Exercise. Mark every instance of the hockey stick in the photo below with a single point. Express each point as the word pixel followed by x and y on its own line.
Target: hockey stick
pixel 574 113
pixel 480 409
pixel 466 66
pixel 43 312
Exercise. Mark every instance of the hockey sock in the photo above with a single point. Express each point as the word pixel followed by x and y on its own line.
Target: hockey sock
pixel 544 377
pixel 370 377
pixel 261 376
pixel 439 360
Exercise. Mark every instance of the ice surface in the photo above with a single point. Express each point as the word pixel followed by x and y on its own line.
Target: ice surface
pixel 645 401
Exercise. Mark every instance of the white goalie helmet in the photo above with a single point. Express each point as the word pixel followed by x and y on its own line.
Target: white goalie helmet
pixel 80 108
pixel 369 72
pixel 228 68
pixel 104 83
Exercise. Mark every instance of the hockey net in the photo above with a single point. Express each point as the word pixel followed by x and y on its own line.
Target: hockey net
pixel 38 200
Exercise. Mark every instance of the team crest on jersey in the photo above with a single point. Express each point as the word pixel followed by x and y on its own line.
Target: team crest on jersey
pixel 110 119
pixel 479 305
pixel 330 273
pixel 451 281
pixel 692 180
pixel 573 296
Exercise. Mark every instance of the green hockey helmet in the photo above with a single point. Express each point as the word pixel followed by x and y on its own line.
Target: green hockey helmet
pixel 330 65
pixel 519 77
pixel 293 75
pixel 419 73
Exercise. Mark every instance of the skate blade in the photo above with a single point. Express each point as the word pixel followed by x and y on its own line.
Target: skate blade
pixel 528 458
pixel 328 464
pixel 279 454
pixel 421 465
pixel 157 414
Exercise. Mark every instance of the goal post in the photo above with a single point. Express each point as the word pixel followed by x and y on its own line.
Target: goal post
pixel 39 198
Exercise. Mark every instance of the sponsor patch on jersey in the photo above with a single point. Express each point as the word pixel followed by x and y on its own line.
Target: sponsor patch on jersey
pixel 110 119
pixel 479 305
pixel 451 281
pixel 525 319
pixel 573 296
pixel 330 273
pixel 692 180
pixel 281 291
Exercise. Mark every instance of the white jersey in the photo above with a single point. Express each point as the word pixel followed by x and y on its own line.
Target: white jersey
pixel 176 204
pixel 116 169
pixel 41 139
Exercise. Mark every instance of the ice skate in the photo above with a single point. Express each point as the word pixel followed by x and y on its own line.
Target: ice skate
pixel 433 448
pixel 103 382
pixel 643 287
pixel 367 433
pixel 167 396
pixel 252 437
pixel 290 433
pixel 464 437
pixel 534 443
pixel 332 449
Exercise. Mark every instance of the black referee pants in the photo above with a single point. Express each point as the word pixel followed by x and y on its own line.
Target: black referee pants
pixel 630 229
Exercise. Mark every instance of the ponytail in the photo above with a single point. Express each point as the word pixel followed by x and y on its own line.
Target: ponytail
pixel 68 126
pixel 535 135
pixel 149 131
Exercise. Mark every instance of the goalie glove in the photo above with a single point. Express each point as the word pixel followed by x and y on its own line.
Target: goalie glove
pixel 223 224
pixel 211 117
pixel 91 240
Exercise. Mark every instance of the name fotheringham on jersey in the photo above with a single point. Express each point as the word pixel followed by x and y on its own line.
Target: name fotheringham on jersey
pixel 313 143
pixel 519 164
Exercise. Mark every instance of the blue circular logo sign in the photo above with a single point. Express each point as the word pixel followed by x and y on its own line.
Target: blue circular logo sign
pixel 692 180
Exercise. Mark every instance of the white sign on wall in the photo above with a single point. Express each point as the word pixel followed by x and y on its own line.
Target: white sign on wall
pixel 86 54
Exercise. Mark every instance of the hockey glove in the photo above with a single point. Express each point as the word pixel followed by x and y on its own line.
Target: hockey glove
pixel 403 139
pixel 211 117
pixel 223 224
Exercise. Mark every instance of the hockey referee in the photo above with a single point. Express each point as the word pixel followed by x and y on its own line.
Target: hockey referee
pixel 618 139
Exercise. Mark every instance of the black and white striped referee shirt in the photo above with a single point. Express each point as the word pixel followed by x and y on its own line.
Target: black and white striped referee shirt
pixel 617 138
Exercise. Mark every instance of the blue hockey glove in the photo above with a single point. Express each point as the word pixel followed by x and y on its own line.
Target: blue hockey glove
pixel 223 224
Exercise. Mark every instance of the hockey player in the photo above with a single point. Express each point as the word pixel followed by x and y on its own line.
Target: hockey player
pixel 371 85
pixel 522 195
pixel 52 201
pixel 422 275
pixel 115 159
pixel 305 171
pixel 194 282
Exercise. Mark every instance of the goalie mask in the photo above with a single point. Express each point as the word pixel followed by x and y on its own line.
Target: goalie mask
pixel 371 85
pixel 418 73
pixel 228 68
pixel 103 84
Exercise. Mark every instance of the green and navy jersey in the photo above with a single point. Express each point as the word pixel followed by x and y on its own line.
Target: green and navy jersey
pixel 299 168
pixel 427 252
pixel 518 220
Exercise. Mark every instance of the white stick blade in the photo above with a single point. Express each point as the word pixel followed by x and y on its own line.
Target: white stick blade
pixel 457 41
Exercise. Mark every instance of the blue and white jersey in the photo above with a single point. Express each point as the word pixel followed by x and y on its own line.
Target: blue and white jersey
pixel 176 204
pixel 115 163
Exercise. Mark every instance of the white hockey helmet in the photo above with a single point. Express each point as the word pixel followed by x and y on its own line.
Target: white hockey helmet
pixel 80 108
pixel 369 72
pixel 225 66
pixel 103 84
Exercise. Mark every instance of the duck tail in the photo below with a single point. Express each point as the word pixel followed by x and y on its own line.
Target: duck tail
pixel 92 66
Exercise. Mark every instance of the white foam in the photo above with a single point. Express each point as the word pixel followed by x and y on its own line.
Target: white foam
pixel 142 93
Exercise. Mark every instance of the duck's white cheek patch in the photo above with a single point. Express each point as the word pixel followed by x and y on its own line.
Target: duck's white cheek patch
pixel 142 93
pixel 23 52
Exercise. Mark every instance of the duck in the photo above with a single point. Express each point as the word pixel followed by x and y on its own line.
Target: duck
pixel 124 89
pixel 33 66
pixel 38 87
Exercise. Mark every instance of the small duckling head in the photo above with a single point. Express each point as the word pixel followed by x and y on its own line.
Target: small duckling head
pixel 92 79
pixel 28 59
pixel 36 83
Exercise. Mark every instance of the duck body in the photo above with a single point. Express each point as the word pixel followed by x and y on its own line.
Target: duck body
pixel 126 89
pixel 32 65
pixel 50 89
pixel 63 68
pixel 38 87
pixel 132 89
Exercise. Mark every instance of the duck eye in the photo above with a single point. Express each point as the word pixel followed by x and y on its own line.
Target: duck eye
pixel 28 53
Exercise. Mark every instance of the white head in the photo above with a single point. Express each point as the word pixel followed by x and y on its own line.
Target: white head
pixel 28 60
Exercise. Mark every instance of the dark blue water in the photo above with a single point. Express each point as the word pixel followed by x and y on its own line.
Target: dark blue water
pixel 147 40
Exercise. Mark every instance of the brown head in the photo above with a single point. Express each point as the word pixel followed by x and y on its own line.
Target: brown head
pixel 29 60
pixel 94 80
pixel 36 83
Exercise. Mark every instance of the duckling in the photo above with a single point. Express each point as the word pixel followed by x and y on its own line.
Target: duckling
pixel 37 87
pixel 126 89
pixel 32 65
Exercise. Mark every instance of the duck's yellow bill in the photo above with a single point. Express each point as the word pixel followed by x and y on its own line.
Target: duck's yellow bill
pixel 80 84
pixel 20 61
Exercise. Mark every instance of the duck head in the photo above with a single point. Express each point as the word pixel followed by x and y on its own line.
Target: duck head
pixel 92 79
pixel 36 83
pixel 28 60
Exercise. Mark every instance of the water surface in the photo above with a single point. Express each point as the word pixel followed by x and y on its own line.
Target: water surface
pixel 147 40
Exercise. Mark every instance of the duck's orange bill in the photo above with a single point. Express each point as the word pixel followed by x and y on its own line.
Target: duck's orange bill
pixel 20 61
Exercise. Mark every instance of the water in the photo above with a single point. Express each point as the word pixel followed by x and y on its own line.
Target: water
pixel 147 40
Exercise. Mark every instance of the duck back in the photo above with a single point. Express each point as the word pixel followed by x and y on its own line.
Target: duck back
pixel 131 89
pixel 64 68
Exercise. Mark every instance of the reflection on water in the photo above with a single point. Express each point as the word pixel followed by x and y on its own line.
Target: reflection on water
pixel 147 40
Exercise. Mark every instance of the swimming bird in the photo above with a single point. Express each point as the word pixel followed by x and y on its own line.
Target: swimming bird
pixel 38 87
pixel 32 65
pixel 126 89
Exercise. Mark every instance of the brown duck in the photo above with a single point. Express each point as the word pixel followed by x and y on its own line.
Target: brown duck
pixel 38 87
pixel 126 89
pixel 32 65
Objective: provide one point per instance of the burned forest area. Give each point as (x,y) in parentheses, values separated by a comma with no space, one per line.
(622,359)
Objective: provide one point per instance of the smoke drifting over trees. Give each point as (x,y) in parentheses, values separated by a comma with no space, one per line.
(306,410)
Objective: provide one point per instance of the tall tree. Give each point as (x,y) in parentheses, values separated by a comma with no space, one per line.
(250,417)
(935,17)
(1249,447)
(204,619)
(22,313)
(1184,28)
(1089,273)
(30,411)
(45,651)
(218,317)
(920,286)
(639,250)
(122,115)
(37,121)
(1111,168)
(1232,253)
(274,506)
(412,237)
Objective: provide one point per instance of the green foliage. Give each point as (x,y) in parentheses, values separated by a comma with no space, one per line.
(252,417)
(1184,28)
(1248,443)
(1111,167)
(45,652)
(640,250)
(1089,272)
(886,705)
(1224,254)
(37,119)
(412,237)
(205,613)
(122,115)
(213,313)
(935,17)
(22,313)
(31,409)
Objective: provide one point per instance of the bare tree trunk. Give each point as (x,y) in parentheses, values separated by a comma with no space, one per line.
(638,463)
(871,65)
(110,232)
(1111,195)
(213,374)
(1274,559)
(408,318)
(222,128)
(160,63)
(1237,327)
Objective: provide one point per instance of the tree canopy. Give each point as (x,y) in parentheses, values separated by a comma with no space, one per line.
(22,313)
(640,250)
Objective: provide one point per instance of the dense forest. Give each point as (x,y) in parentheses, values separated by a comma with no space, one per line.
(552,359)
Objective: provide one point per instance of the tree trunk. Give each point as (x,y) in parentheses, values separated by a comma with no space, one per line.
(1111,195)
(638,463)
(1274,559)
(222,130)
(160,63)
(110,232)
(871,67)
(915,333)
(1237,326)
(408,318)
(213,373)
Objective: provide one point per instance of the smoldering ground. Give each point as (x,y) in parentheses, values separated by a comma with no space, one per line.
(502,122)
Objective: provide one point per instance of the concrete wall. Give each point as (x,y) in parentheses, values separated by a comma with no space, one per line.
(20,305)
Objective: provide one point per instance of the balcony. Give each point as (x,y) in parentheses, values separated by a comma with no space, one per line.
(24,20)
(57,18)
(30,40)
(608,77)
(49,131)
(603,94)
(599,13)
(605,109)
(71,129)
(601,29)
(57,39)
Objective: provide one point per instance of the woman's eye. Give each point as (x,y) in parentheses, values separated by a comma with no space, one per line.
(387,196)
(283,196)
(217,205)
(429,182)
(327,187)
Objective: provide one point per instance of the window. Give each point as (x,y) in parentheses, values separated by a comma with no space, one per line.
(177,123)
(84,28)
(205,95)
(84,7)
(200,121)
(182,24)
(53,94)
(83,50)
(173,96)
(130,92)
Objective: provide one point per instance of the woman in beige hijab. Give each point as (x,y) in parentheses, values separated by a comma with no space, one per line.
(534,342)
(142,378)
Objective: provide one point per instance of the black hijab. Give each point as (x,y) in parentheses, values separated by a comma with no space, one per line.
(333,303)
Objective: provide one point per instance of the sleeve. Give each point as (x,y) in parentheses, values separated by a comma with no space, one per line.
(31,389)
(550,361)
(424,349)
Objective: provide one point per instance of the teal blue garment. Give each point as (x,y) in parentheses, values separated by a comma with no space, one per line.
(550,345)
:::
» **The problem**
Retype the portion of the data above that starts on the line with "Target: white jersey" and finishes on the line with "Exercise. Mark every instance of the ice skate", including both of those lines.

» **Solution to this task**
Target: white jersey
pixel 176 204
pixel 116 169
pixel 41 139
Exercise. Mark every instance of the ice skate in the photo above with a single point. Express each point as the word pixel followed by x and y on its own line.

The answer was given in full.